TO DO:
[1] In the news report on worker deaths at the Alang ship-breaking yard, why does the Greenpeace spokesperson say the deaths occurred? Answer in one to three sentences.
[2] According to the news report on the Alang ship-breaking yard, which states do the illiterate migrant workers come from? Name every one.
[3] Continue the news report on worker deaths at the Alang ship-breaking yard from the point where it stops.

:: DOCUMENT EXCERPT ::

Times of India – Workers die in ship’s graveyard

13 July 2003 - At least 25 casual workers have died and 50 others have been injured in explosions at the Alang ship-breaking yard in Gujarat in the last six months, Greenpeace has alleged.

But powerful lobbies in Alang with mafia links have suppressed information about the deaths, activists of the international environmental group told mediapersons on Saturday.As a result, only two accidents had been reported, they said.

“India has signed the Basel convention which lays down that old ships sent for scrapping have to be gas-free before they are cut up,” said Greenpeace spokesperson Ganesh Nochur. “So, these deaths have taken place because international law has been flouted.”

Greenpeace had earlier criticised the dangerous working conditions at Alang. It charged that workers there were paid low wages and not given any protective gear, as a result of which many had skin and lung ailments.

There are about 40,000 casual workers at Alang, 90 per cent of whom are illiterate migrants from Bihar, Andhra Pradesh or Uttar Pradesh. “They say it is better to die in an accident while working than starve and die,” said P.K. Ganguly, secretary of the Centre for Indian Trade Unions.

The Organisation for Economic Cooperation and Development has 24 member countries that send old ships for breaking to Third World countries, where there is cheap labour, but also a lack of regulatory and safety mechanisms.

:::
:: DATA UNDER STUDY ::

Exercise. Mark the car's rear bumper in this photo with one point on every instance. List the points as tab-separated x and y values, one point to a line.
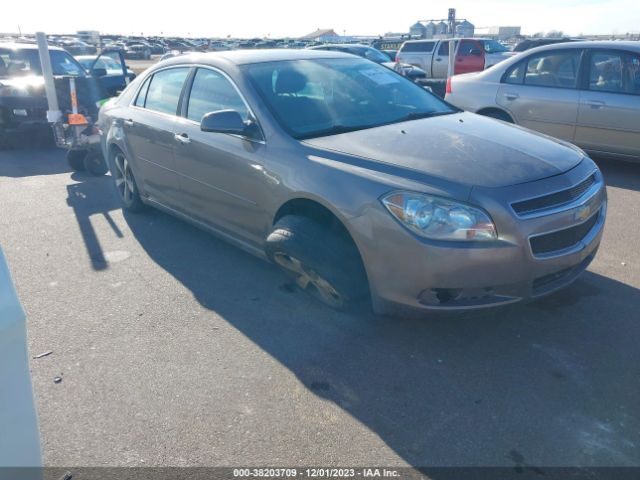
407	271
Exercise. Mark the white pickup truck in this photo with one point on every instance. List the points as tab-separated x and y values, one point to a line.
471	55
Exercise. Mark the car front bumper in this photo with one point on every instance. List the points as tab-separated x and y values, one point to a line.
410	271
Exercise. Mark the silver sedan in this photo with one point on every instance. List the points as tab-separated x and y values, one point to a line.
359	184
587	93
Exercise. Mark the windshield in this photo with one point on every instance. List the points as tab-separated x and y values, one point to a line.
25	62
105	62
312	98
491	46
372	54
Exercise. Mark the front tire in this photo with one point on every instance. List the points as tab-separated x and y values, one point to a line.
322	261
126	184
94	163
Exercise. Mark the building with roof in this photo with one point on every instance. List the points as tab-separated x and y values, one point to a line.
322	35
418	30
465	29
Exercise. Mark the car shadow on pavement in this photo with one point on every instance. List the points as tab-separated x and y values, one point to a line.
93	196
620	174
553	382
27	162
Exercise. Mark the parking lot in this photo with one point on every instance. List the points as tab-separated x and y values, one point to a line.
175	348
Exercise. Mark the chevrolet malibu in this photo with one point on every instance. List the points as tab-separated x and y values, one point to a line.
363	187
587	93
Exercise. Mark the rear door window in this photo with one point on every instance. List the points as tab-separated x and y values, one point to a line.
553	68
515	74
444	48
163	94
142	94
211	91
614	72
418	47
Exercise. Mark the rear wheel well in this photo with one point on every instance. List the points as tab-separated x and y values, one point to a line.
496	113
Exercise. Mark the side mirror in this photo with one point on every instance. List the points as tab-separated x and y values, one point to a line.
99	72
223	121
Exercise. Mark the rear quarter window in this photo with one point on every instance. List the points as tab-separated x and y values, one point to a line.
418	47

:::

ANSWER SET:
[1] He says the deaths happened because international law was ignored. India has signed the Basel convention, which requires old ships sent for scrapping to be gas-free before they are cut up.

[2]
- Bihar
- Andhra Pradesh
- Uttar Pradesh

[3]
Mr Nochur said Greenpeace activists had toured major ship-owning countries and found that they were not serious about aiming to improve conditions at Alang. “Ship owners sell old ships to agents in Malta, London or elsewhere and do not accept the blame for lack of safety during ship- breaking,” he said.

“Greece owns 20 per cent of the world’s fleet.While Greek ship owners expressed concern at the spiralling deaths taking place in Alang, they told us they could not do anything because that was India’s responsibility.”

Mr Ganguly said that OECD countries generate 400 million tonnes of hazardous wastes per year and this amount was rising. “Most of this amount finds its way to India for scrapping,” he said.

He added that ship-breaking generated only 2.5 million tonnes of steel a year for India, which constituted ten per cent of the country’s steel production.

“This amount could easily be produced by India’s steel plants. Where is the need to exploit poor workers by poisoning them with toxic substances?” he asked. “If a worker is maimed by jagged steel pieces lying around, he is paid a paltry amount and told not to come to the yard the next day.”